### [What is required]
Swap "stone pillar" for "stone column" in everything from the line that contains "Point out the black shoe in this photo." down to the line that contains "(1213, 779)", and give those lines again with nothing else changed.

### [Location identification items]
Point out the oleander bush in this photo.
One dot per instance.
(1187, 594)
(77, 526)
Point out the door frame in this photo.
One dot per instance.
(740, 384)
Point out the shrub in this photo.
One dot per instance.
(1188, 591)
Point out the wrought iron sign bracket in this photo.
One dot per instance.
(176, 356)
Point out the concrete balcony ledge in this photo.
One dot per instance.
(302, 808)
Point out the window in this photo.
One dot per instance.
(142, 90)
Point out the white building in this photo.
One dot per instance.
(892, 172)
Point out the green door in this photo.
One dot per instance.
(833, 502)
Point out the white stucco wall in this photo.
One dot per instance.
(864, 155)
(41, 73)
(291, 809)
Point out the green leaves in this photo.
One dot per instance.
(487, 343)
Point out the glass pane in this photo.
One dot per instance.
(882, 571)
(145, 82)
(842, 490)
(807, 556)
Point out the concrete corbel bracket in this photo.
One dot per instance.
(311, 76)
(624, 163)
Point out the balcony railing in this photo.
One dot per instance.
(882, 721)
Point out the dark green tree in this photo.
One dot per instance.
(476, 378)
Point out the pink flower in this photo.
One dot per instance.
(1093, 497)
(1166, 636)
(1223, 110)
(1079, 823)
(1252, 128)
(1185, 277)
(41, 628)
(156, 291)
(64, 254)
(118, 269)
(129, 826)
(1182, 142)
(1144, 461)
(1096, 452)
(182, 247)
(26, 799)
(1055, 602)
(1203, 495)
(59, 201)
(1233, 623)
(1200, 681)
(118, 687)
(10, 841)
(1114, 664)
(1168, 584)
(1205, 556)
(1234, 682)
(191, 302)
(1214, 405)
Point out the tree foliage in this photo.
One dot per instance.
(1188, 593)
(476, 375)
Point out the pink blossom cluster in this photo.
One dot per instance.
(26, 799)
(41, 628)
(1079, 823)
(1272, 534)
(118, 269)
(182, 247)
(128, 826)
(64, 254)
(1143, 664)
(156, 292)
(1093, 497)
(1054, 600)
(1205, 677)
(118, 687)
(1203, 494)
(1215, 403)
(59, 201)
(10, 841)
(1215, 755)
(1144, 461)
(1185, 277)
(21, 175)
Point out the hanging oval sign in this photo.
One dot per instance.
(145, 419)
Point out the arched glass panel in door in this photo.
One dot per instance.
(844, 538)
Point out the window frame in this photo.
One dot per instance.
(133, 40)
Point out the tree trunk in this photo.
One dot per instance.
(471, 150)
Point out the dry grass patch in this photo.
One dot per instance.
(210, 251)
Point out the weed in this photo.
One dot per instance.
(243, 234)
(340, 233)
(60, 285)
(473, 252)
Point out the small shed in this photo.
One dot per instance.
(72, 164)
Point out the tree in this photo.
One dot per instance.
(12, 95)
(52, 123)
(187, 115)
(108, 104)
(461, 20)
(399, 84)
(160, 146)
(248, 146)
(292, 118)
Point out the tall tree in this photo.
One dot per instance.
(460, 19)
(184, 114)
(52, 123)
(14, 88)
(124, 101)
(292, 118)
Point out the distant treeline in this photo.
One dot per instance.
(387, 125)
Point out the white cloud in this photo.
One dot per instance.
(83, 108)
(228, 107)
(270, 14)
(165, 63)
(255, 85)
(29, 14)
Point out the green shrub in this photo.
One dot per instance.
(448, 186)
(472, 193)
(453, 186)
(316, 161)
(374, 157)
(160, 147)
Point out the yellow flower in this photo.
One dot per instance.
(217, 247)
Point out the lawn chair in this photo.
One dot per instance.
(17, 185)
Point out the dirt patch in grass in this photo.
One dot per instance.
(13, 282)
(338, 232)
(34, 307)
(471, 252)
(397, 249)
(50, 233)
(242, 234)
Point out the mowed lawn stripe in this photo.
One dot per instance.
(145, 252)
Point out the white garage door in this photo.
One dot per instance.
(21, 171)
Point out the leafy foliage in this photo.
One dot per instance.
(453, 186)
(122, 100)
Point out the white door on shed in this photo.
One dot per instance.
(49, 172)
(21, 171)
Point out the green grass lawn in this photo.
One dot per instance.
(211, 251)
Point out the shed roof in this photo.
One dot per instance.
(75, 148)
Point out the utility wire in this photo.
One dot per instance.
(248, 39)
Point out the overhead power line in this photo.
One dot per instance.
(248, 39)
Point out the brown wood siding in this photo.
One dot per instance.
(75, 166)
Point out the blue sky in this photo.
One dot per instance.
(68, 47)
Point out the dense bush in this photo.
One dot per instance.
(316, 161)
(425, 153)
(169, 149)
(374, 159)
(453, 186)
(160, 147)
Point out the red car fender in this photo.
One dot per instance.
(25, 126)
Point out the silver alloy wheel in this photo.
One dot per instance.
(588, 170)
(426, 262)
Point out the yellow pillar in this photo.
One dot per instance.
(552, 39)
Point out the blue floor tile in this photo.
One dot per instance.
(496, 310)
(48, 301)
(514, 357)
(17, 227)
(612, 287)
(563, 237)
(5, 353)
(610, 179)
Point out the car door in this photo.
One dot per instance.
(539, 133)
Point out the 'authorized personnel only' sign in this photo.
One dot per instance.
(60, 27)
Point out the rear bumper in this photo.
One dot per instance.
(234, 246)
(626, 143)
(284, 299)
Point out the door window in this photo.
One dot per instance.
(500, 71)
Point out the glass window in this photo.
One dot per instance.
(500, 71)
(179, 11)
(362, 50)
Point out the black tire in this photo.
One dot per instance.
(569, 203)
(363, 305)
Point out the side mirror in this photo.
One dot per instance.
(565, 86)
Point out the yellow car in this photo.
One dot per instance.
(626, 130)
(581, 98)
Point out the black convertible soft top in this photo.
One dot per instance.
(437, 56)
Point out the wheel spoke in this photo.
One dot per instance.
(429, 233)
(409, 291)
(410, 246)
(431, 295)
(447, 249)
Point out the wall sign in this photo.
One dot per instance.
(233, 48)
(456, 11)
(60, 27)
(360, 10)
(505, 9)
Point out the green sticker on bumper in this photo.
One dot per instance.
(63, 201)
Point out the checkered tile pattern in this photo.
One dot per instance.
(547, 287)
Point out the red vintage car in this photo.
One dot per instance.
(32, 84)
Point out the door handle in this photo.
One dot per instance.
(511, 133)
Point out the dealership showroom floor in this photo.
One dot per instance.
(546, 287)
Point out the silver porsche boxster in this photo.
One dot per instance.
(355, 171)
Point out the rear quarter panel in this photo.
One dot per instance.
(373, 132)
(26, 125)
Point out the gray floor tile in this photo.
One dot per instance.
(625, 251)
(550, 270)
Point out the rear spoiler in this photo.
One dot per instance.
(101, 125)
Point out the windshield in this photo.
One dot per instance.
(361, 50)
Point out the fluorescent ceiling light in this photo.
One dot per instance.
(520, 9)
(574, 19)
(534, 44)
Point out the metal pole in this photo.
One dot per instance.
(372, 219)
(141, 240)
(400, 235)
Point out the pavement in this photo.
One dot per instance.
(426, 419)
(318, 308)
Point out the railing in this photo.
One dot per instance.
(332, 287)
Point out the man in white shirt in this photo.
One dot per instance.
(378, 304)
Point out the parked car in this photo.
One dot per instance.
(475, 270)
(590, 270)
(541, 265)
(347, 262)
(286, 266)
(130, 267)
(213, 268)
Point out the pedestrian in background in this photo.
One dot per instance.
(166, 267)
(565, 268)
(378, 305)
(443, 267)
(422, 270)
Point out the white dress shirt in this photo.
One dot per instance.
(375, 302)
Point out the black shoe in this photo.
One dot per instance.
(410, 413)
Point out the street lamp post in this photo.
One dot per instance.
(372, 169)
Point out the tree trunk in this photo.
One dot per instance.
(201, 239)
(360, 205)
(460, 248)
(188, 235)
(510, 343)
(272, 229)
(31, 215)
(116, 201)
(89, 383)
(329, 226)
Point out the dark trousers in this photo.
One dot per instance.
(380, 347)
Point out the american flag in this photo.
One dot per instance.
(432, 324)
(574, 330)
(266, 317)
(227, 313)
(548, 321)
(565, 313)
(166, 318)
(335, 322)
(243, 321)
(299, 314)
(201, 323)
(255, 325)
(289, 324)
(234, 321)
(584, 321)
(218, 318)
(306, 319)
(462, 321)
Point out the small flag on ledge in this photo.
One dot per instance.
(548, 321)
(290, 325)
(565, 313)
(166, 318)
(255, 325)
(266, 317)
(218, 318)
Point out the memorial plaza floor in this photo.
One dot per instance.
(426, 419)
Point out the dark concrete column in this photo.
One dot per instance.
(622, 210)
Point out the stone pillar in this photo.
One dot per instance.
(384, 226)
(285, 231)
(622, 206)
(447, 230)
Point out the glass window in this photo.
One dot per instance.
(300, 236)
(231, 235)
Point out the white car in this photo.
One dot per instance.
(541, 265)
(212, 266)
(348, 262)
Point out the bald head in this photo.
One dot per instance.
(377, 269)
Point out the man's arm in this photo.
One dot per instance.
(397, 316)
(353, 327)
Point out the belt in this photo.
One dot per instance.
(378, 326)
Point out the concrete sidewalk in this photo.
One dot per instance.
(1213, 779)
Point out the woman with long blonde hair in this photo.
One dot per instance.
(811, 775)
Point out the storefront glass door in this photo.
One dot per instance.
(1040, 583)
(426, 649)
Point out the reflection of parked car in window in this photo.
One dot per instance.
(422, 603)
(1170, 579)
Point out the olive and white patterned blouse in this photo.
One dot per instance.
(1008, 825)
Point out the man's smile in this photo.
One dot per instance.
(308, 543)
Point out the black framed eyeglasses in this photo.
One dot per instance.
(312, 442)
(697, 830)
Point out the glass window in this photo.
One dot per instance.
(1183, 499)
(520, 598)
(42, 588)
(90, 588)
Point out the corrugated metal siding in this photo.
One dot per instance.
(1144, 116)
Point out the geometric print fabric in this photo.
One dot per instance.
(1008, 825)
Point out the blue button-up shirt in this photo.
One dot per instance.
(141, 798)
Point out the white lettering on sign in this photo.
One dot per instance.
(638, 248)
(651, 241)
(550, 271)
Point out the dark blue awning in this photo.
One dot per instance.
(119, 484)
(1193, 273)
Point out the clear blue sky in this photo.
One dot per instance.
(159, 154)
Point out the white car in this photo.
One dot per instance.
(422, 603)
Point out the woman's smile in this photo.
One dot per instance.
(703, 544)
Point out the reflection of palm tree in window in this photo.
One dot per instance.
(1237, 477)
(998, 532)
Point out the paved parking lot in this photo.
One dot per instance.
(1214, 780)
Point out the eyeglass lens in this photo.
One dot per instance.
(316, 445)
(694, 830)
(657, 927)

### [Result]
Point out the black shoe in this photo.
One dot per instance.
(410, 413)
Point out the street lamp post in this photo.
One dot per instance.
(372, 169)
Point out the tree trunk in this photo.
One dot per instance.
(201, 239)
(360, 205)
(460, 248)
(188, 235)
(510, 343)
(272, 229)
(31, 215)
(116, 201)
(89, 383)
(329, 226)
Point out the dark trousers in this photo.
One dot per instance.
(380, 347)
Point out the american flag in this photo.
One dot per instance.
(432, 324)
(574, 330)
(266, 317)
(227, 313)
(548, 321)
(565, 313)
(166, 318)
(335, 322)
(243, 321)
(299, 314)
(201, 323)
(255, 325)
(289, 324)
(234, 321)
(584, 321)
(218, 318)
(306, 319)
(462, 321)
Point out the small flag on ledge in this photo.
One dot per instance.
(548, 321)
(290, 325)
(565, 313)
(166, 318)
(255, 325)
(266, 317)
(218, 318)
Point out the memorial plaza floor in this photo.
One dot per instance.
(426, 419)
Point out the dark concrete column in this photo.
One dot per instance.
(622, 210)
Point out the stone column in this photo.
One dot per instance.
(384, 226)
(285, 231)
(622, 206)
(447, 230)
Point out the glass window in this photo.
One dot per instance.
(300, 236)
(231, 235)
Point out the white car in this photo.
One dot per instance.
(541, 265)
(212, 266)
(348, 262)
Point out the bald head in this photo.
One dot per instance.
(377, 269)
Point out the man's arm in this photo.
One dot per instance.
(397, 316)
(353, 327)
Point out the belt in this photo.
One dot per instance.
(378, 326)
Point out the concrete sidewalk in this photo.
One dot per instance.
(1213, 779)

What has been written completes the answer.